TASK OBJECTIVE:
In the entries below, find the line with "pixel 602 458." and print exactly every line from there up to and including the line with "pixel 249 415.", with no other lines.

DATA SHOWN:
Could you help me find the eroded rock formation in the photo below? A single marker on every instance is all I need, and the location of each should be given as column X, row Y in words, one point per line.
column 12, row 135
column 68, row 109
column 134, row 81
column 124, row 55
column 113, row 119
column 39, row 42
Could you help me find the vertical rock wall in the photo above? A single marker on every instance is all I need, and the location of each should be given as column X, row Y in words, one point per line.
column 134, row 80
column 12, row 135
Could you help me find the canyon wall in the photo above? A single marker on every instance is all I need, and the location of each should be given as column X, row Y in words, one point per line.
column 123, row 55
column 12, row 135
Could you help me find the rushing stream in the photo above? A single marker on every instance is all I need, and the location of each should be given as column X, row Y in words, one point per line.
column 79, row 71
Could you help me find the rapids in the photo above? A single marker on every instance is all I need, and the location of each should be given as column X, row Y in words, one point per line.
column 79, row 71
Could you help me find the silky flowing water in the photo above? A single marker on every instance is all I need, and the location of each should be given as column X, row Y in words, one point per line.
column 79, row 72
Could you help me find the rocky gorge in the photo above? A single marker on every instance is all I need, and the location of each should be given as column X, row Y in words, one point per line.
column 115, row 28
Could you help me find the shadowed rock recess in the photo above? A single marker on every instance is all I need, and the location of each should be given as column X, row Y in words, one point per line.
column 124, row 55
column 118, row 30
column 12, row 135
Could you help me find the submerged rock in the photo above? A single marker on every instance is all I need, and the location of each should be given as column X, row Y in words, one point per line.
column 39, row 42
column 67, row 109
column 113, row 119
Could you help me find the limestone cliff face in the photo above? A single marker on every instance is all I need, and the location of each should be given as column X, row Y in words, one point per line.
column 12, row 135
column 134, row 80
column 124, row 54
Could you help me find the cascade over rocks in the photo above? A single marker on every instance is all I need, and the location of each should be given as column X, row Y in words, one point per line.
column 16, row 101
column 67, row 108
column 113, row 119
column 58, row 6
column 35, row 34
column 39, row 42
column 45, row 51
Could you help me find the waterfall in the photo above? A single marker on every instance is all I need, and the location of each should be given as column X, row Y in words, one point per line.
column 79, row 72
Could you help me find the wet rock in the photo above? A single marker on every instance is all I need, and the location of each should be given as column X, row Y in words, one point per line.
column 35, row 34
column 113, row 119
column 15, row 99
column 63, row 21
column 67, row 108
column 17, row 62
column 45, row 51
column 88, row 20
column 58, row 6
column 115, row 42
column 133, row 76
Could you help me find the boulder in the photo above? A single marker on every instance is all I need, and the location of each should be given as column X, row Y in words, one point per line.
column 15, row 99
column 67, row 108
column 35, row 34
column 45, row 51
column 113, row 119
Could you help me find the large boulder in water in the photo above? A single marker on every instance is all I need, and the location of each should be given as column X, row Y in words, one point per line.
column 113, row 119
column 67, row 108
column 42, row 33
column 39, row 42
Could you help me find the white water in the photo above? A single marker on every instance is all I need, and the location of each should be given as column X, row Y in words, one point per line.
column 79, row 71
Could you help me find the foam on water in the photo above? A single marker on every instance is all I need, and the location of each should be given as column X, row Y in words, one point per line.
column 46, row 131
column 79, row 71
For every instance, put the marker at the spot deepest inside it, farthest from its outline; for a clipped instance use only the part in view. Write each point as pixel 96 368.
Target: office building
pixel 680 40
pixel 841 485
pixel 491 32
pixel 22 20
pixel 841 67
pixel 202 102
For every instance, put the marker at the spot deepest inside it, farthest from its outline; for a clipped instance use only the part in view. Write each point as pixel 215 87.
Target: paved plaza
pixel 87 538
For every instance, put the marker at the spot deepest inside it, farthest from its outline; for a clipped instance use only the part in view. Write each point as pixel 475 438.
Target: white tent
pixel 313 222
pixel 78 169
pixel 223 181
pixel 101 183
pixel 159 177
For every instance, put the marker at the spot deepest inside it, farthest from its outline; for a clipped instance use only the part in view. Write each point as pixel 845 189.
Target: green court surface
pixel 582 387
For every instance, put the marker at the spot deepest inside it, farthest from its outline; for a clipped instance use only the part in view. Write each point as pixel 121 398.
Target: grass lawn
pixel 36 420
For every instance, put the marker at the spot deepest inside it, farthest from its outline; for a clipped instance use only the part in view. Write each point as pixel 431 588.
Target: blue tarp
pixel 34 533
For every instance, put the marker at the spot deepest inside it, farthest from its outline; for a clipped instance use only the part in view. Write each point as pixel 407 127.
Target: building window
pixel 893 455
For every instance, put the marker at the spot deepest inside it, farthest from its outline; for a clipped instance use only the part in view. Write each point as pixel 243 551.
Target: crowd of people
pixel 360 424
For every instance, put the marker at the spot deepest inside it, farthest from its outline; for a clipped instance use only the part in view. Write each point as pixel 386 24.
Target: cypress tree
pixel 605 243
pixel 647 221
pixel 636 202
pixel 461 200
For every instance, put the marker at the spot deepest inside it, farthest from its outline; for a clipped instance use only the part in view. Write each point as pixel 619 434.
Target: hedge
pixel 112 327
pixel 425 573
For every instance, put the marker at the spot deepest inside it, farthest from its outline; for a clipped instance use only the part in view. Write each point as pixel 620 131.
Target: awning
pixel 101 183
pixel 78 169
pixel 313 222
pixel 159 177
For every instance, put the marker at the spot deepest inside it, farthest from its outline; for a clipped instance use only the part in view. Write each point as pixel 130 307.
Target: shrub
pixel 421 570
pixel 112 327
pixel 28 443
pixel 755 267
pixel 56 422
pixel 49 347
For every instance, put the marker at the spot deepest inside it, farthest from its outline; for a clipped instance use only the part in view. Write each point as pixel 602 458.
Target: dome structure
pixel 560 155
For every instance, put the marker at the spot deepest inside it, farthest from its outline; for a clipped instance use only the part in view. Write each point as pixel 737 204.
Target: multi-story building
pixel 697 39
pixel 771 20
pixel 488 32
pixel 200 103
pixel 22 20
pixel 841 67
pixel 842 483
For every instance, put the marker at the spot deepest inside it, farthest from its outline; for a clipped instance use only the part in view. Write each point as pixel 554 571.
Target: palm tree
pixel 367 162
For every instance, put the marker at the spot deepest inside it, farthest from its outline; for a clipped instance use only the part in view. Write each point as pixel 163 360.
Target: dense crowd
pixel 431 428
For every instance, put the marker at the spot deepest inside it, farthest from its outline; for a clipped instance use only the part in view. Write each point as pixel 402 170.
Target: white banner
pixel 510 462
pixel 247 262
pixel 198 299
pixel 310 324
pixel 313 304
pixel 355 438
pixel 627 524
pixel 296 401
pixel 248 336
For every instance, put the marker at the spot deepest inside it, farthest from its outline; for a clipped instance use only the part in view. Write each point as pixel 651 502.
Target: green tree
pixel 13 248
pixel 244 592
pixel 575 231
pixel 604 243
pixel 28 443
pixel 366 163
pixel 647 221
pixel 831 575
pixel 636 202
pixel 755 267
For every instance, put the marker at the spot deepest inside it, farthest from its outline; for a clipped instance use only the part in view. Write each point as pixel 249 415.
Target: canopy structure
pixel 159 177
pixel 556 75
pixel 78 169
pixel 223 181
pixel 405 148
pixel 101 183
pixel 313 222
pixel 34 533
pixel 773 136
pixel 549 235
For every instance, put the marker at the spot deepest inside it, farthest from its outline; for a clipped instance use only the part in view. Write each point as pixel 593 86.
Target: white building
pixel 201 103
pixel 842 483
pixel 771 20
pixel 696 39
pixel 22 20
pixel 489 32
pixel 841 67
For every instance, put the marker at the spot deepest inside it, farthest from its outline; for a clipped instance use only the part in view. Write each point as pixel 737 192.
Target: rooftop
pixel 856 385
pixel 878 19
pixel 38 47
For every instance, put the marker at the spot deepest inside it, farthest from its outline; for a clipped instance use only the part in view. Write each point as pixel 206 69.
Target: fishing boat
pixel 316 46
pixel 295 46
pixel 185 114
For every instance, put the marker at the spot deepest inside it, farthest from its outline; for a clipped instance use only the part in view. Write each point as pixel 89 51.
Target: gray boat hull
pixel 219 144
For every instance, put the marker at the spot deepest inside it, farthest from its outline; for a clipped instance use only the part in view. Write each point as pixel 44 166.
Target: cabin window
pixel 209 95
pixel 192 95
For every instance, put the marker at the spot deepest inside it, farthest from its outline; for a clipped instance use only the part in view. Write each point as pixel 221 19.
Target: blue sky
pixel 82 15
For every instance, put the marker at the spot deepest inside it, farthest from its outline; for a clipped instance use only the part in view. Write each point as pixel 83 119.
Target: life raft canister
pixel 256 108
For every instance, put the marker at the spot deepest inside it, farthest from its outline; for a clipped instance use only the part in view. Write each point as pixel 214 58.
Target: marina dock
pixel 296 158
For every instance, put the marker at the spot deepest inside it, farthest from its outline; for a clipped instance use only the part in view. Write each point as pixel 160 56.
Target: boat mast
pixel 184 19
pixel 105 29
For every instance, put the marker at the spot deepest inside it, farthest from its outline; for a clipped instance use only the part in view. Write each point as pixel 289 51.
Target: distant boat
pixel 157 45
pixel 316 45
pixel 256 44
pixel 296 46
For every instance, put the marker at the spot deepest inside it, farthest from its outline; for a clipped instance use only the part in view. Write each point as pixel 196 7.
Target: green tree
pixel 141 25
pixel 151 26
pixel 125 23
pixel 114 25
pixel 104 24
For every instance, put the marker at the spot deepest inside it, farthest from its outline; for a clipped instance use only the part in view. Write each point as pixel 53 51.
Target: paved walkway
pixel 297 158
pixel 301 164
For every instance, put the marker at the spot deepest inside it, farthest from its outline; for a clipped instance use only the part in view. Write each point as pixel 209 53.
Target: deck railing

YOUR SOLUTION:
For every instance, put the marker at the spot deepest inside it, farthest from its outline; for a clipped instance use only the part in view. Write each point as pixel 602 458.
Target: dome structure
pixel 560 155
For every instance, put the marker at the spot deepest inside it, farthest from its outline; for a clipped instance use only the part in view. Write each point as pixel 737 204.
Target: multi-story building
pixel 697 39
pixel 771 20
pixel 488 32
pixel 200 103
pixel 22 20
pixel 841 67
pixel 842 483
For every instance, put the marker at the spot deepest inside it, farthest from its outline; for a clipped instance use only the part in view. Write each point as pixel 554 571.
Target: palm tree
pixel 367 162
For every instance, put the marker at the spot deepest inside it, farthest from its outline; for a clipped instance use only the part in view. Write each point as pixel 163 360.
Target: dense crowd
pixel 431 428
For every instance, put the marker at the spot deepest inside it, farthest from its outline; for a clipped instance use only the part in view. Write each point as pixel 402 170.
Target: white banner
pixel 510 462
pixel 247 262
pixel 198 299
pixel 310 324
pixel 313 304
pixel 355 438
pixel 627 524
pixel 296 401
pixel 248 336
For every instance, put the marker at the spot deepest inside it, farthest from its outline; for a clipped instance use only the part in view. Write each point as pixel 651 502.
Target: green tree
pixel 13 248
pixel 244 592
pixel 575 231
pixel 604 243
pixel 28 443
pixel 366 163
pixel 647 221
pixel 831 575
pixel 636 202
pixel 755 267
For every instance, put the marker at the spot deepest inside it, farthest from its outline; for a clipped instance use only the part in view. Write each point as pixel 249 415.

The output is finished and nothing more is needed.